More fun with Shrinky Dinks

[ 2 ] April 8, 2009 |

flower-shrinkydinkShrinky Dink plastic is a super fun art activity and science lesson for children of all ages. Despite the traditional Shrinky Dink packaging, what you make with this amazing heat-hardened plastic is only limited by your own imagination and artwork. Plastic craft sheets are available at all Michael’s Craft Stores. For an eco-friendly option, I recently discovered #6 plastic will work as well. I found some (not all) strawberry containers are packaged in #6 plastic.

I did a Shrinky Dink workshop at Kreatelier a few of weeks ago for a boy’s sixth birthday party. The kids made all kinds of things like robots, cars, flowers and animals. After heating and shrinking the plastic, we turned them into jewelry and key chains. Pictured above are a few samples I showed the children first–I wish I’d taken pictures of their finished cool creations.

Next Shrinky Dink Workshop at Kreatelier is April 14 and April 16 from 10 – 11:30 am. (Click here for details)
==*==
* _Tasks to carry out_:
1) In the Shrinky Dinks post, where can plastic craft sheets be bought?
2) Translate this sentence from the Shrinky Dinks post into Spanish: "The kids made all kinds of things like robots, cars, flowers and animals."
3) Write the next few sentences of the Shrinky Dinks post after its last line.

* _Extracted entries_:
==*==
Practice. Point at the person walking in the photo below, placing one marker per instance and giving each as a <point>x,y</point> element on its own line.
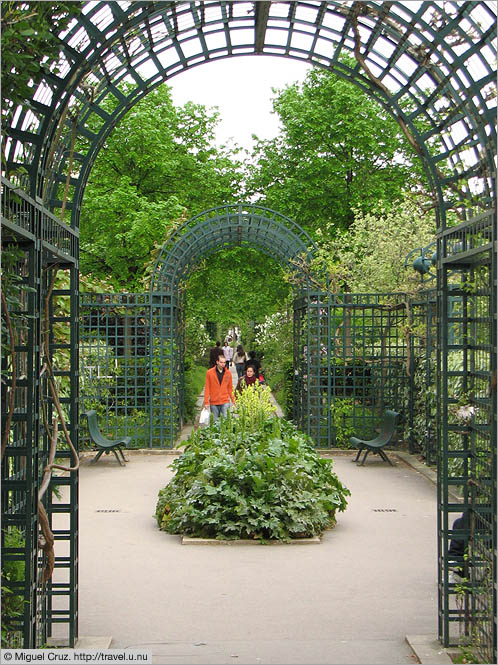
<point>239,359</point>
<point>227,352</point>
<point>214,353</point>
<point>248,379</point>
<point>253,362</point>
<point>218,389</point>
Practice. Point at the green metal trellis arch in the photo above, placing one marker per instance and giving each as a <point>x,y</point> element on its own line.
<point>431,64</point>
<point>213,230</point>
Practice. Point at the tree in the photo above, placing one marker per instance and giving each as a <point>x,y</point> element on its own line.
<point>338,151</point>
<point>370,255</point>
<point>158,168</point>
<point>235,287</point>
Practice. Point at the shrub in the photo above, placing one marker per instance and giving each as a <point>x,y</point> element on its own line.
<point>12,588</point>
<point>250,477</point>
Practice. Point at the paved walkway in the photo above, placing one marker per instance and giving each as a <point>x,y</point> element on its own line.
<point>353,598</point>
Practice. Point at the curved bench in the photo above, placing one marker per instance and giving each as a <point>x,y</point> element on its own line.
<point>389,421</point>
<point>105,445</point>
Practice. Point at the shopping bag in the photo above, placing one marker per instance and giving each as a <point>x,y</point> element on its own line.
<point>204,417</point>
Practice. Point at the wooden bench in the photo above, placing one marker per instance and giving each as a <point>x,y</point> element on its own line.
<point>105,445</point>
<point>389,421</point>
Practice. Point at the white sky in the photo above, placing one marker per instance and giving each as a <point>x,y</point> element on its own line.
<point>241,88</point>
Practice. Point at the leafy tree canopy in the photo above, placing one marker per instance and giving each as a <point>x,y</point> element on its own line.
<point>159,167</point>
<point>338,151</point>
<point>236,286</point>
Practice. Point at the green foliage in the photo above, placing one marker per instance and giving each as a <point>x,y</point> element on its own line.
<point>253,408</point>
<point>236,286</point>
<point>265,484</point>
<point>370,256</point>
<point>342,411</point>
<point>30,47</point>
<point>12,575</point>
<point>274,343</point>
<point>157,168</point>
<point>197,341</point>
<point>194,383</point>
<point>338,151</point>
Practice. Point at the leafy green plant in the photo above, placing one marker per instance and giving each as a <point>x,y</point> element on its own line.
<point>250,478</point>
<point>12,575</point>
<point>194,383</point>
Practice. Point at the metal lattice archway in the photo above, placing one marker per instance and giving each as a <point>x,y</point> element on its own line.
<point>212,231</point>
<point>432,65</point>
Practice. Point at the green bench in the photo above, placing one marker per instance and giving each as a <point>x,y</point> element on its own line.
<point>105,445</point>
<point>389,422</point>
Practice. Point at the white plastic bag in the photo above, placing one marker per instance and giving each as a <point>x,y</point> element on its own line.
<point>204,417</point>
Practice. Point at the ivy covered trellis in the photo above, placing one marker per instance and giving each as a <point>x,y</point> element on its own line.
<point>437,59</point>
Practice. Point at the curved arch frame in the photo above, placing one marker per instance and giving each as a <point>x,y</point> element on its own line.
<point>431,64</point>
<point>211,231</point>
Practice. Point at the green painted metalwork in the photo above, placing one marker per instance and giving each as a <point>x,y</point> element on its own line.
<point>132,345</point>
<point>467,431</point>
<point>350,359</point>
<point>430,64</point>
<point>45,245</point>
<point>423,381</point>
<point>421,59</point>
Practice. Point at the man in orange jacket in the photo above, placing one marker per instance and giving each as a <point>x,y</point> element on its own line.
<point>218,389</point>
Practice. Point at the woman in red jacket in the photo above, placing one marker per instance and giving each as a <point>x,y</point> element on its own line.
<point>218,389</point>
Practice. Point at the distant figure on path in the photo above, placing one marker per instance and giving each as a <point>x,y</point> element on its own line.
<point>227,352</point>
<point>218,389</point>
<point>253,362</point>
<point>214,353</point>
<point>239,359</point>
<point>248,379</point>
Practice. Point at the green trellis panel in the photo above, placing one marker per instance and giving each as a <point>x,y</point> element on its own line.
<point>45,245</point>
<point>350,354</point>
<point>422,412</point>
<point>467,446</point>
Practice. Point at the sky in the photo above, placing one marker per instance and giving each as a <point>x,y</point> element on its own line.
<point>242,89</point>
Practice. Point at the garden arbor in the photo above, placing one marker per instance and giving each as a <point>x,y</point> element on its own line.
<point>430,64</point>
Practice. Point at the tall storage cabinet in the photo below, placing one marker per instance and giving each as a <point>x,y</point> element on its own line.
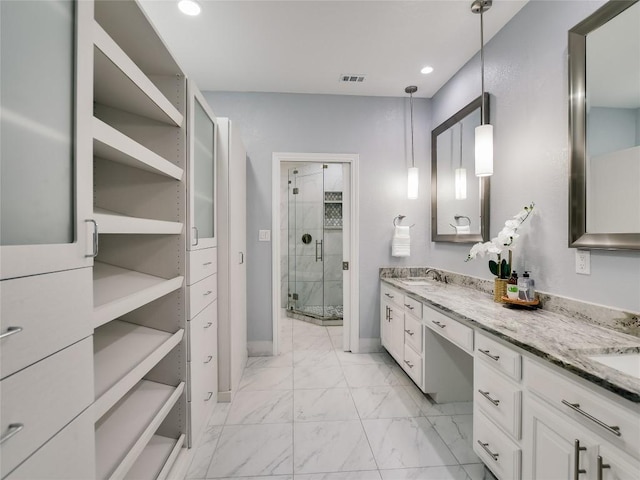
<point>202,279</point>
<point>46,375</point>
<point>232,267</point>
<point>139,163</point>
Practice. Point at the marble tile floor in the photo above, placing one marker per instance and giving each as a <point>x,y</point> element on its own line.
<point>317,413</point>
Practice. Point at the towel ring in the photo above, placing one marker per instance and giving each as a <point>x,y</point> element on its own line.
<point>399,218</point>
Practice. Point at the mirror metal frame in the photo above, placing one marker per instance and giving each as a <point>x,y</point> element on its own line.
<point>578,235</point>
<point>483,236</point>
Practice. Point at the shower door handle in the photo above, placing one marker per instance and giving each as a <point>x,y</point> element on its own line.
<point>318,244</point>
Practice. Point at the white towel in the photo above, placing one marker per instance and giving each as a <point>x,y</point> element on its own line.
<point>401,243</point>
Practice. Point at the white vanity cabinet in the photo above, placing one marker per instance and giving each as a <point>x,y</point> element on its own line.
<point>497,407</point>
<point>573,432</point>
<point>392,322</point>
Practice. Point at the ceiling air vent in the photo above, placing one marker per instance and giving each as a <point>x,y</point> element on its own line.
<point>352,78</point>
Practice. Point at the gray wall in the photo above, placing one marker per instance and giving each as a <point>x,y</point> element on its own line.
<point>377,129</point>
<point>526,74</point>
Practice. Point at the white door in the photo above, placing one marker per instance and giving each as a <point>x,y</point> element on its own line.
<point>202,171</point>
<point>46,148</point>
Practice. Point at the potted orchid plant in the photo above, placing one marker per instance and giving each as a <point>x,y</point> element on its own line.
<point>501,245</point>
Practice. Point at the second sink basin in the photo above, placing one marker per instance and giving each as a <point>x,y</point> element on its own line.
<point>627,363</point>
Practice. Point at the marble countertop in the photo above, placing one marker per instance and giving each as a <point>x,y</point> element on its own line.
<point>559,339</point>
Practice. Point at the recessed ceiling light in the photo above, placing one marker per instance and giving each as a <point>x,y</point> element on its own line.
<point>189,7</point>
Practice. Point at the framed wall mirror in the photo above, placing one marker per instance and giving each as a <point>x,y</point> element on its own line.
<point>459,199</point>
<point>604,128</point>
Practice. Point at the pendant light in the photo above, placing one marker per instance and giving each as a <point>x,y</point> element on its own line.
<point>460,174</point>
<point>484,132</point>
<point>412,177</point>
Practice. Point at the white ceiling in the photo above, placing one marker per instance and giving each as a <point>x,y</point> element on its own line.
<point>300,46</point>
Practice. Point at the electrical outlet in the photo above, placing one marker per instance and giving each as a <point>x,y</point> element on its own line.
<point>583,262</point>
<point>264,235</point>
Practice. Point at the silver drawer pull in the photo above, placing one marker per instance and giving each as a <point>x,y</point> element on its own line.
==*==
* _Written responses_:
1) At all Michael's Craft Stores.

2) Los niños hicieron todo tipo de cosas, como robots, coches, flores y animales.

3)
To demonstrate how much your artwork will shrink, see the picture below (with a quarter used for scale) that shows my original drawing, the colored plastic before it shrinks it, and another finished flower traced from the same artwork.

shrinky-dink-flower-scale

I have written about Shrink Dinks before, here is an updated list of tips.

  • Use waterproof markers or waterproof paint (not the washable kind).
  • For best results with colored pencils, Berol Prisma Color or Faber Castell are recommended. I used Crayola colored pencils with my kids and they worked fine as well).
  • For hanging designs, make sure to hole-punch items before baking (remember the hole will shrink).
  • Place brown craft paper on baking sheet. Easier to remove hot Shrinky Dink from oven.
  • Bake on a regular cookie sheet (do not use cookie sheets with a special air layer).
  • A toaster oven works fine but will take only a minute, so stay close at hand.
  • Do a test piece before you put your favorite piece in the oven or toaster oven to see how the plastic shrinks.
  • Warn your kids ahead of time that some pieces may not shrink perfectly. Sometimes when the plastic heats up, it curls and sticks back onto itself.
  • If you think it is curling too much, have an adult open the oven and uncurl the piece with a chopstick or popsicle stick.
  • When you remove Shrinky Dink from oven you can place it under a book while it is still warm to flatten the plastic.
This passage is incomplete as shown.